Start of DATA EXTRACTS

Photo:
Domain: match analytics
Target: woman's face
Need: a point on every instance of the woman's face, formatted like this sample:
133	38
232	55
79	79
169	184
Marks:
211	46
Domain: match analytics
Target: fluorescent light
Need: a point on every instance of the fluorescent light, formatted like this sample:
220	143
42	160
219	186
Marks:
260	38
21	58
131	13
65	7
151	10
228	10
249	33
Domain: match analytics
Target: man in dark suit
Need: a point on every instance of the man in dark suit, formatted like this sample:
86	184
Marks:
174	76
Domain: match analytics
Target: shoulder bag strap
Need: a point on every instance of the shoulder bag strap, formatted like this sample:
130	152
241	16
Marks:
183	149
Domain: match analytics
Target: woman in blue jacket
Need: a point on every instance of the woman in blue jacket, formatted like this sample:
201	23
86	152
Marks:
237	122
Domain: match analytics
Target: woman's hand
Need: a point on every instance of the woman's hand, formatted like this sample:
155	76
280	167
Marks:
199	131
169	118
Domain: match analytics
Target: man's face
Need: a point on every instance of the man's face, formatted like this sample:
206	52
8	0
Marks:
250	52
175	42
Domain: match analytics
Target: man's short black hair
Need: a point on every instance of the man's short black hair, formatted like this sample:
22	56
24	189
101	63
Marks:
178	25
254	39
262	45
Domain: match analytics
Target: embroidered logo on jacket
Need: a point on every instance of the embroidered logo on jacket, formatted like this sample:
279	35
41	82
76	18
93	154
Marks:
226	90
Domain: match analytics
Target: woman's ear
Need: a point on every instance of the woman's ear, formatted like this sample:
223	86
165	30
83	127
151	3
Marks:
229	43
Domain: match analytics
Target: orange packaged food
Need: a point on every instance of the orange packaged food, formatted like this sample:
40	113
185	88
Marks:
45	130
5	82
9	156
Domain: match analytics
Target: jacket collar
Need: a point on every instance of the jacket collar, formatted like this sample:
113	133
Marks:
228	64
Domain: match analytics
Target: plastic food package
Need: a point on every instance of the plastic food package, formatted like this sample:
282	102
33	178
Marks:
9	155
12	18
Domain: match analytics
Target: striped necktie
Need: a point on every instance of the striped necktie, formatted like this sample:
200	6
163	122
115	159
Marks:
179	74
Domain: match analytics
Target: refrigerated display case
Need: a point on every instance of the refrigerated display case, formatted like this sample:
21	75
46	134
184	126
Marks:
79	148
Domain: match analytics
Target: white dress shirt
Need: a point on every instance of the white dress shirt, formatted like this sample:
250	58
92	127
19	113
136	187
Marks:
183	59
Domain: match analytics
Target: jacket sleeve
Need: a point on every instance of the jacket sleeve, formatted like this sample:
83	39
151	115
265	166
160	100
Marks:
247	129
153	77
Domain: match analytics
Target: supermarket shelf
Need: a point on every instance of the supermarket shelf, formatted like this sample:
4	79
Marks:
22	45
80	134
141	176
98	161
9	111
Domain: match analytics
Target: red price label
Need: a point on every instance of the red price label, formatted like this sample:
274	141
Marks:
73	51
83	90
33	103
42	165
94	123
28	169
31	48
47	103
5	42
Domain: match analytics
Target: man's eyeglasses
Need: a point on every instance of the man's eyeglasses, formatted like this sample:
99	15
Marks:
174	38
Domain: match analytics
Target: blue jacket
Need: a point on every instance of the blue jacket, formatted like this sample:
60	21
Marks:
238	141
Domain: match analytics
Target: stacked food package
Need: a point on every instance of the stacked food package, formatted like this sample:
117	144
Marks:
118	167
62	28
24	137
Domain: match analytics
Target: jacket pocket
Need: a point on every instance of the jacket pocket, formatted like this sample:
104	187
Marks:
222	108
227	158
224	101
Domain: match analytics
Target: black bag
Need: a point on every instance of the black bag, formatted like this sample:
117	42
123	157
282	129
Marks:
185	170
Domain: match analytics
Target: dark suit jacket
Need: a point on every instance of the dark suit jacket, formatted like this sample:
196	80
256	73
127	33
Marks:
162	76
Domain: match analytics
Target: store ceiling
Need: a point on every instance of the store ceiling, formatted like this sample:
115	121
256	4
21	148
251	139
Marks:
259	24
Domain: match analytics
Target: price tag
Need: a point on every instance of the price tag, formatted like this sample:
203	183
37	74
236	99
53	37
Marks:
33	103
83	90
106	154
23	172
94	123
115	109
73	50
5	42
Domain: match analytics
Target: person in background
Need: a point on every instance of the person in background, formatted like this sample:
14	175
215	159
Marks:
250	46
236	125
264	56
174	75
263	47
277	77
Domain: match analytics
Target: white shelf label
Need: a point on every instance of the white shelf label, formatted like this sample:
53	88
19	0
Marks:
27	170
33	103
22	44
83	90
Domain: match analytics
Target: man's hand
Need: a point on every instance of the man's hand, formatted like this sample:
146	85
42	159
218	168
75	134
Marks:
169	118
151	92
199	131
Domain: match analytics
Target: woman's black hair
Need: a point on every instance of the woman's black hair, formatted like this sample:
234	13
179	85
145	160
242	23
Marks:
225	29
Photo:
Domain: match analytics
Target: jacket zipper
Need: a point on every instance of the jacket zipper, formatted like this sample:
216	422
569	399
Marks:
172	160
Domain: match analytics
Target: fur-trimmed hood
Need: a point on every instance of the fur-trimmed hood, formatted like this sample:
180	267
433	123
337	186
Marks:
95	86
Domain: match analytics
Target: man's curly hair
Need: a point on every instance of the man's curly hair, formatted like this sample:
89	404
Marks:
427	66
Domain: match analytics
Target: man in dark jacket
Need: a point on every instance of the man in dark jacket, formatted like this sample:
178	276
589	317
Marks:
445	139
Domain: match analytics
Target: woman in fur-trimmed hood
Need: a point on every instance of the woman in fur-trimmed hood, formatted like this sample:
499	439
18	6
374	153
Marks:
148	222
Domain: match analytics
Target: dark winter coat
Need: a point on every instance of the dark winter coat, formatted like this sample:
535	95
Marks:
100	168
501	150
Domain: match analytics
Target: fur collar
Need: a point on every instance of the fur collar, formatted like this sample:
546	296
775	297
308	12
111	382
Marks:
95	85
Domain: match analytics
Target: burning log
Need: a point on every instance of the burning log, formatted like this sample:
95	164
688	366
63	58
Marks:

End of DATA EXTRACTS

▶ [PROBLEM DETAILS]:
Within the data above, filter for lines containing the word "curly" and copy each one.

▶ [SOLUTION FOR THIS PROBLEM]:
Target: man's curly hair
Need: a point on every instance of the man's curly hair, formatted like this sample:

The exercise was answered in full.